The response should be a faithful copy of every record, with nothing left out.
*** Opening of Given data ***
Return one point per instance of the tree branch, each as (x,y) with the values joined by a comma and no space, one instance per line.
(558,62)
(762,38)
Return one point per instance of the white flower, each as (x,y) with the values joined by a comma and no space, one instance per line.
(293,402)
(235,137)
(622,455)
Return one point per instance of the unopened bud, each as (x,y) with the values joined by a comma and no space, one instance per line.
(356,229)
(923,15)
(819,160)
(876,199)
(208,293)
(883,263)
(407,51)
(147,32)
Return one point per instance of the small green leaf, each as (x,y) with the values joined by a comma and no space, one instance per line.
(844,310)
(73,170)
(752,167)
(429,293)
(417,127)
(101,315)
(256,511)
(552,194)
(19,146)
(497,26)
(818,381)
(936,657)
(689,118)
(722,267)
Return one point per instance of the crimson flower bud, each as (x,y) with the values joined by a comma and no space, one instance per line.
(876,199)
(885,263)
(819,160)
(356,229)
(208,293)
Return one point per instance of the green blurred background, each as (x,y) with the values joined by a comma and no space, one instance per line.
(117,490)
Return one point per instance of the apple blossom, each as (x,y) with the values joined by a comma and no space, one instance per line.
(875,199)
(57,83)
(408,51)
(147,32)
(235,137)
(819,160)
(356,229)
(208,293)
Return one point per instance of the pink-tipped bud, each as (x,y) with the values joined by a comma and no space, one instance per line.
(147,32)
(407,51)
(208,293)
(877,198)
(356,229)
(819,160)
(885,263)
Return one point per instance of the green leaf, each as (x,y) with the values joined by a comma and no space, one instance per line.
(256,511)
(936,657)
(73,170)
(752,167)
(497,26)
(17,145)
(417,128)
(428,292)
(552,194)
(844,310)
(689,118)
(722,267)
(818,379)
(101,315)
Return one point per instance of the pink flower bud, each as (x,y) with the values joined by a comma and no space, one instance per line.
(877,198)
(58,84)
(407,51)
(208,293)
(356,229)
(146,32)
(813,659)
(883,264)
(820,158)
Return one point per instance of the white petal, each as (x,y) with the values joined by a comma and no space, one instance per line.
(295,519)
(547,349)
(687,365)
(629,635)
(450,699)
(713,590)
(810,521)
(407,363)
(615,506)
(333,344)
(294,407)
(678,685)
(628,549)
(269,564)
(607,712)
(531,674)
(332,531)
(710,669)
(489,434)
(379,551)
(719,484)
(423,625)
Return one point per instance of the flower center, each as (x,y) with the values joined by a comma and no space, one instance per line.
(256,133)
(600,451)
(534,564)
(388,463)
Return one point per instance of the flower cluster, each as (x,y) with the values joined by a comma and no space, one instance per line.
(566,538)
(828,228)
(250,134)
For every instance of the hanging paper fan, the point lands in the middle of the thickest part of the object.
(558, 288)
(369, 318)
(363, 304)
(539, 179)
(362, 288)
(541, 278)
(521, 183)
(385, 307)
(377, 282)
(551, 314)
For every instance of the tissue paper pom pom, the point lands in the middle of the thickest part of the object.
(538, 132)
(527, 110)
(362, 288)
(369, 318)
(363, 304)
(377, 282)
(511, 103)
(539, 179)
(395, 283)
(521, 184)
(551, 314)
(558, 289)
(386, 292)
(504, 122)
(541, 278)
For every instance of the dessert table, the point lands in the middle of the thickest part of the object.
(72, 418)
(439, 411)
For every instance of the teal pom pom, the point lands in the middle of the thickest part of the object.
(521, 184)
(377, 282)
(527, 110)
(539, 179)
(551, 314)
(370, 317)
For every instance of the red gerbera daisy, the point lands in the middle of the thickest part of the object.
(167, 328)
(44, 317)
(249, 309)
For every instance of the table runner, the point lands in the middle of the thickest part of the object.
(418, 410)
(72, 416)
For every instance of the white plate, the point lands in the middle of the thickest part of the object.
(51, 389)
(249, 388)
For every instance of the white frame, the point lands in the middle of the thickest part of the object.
*** Close of Given data ***
## Result below
Return one point per instance of the tree branch, each as (x,y) with the values joined by a comma and no space, one instance per line.
(558,62)
(762,38)
Return one point per instance of the white flower, each as (x,y) with the values joined by a comma and no space, one instance per line.
(293,402)
(235,137)
(622,455)
Return one point per instance of the unopened bud, each as (x,y) with the values joined by a comma and no space, one instance per line.
(356,229)
(923,15)
(819,160)
(876,199)
(208,293)
(883,263)
(407,51)
(147,32)
Return one point per instance of the small green leaf, each as (x,y) with the values joined by a comma and no space, one instance per line.
(844,310)
(73,170)
(752,167)
(429,293)
(417,127)
(101,315)
(256,511)
(552,194)
(19,146)
(497,26)
(818,381)
(936,657)
(689,118)
(722,267)
Return one point per instance of the crimson flower bud, each as (x,y) with the values joined by a comma and no space, one instance per line.
(876,199)
(885,263)
(819,160)
(356,229)
(208,293)
Return one point per instance of the green blurred background, each as (x,y) with the values joined by a comma and no space, one instance per line.
(117,490)
Return one point per instance of the apple blossom, each as (x,y) with the values joined by a comma and no space, one instance per line.
(875,199)
(57,83)
(408,51)
(147,32)
(235,137)
(819,160)
(356,229)
(208,293)
Return one point per instance of the pink-tipped bud, each as (x,y) with the values joined by a comma and no space, one instance per line.
(147,32)
(407,51)
(208,293)
(877,198)
(356,229)
(819,160)
(885,263)
Return one point per instance of the green leaf, each as (x,y) with the values joined by a comma and no space, one instance per line.
(256,511)
(936,657)
(73,170)
(752,167)
(497,26)
(17,145)
(417,128)
(428,292)
(552,194)
(844,310)
(689,118)
(722,267)
(818,379)
(101,315)
Return one point per instance of the pink flower bud, each as (x,y) with the values joined by a comma and no space, one instance per line.
(877,198)
(58,84)
(407,51)
(208,293)
(356,229)
(146,32)
(813,659)
(883,264)
(820,158)
Return one point per instance of the white petal, each as (x,y) with the values joined by a comma and no space, one instance per line.
(295,519)
(547,349)
(687,365)
(629,635)
(450,699)
(713,590)
(810,521)
(407,363)
(615,506)
(333,344)
(294,407)
(678,685)
(628,549)
(269,564)
(607,712)
(531,674)
(332,531)
(710,669)
(489,434)
(379,551)
(719,484)
(423,625)
Return one point per instance of the flower center, each as (x,y) with the values joined by a comma and no space, one instance per line.
(256,133)
(600,451)
(534,564)
(388,463)
Return one point per instance of the flower cluster, each as (x,y) with the values joined by a comma and no space, one instance per line.
(566,538)
(828,228)
(250,134)
For every instance of the hanging paper fan, the point lands in the middle of the thickest part of the object.
(558, 288)
(369, 318)
(363, 304)
(539, 179)
(362, 288)
(541, 278)
(521, 183)
(385, 307)
(377, 282)
(551, 314)
For every instance of the tissue paper pom pom, the point lands in the middle of the thickest part of the object.
(538, 132)
(527, 110)
(362, 288)
(369, 318)
(363, 304)
(377, 282)
(511, 103)
(539, 179)
(395, 283)
(521, 184)
(551, 314)
(558, 289)
(386, 292)
(504, 122)
(541, 278)
For every instance of the dessert table, the point lands in the middle of the thickest part of the object.
(72, 418)
(439, 411)
For every instance of the teal pom pom, the point lands in the middle of the thickest part of the object.
(521, 184)
(377, 282)
(527, 110)
(539, 179)
(551, 314)
(370, 317)
For every instance of the red gerbera daisy, the point lands in the middle of the thickest part of the object.
(167, 328)
(44, 317)
(249, 309)
For every instance of the table runner, the point lands in the middle of the thickest part of the object.
(418, 410)
(72, 416)
For every instance of the white plate, the point lands in the middle of the thickest part of the object.
(51, 389)
(249, 388)
For every instance of the white frame, the point lands in the middle of the thickest part of the object.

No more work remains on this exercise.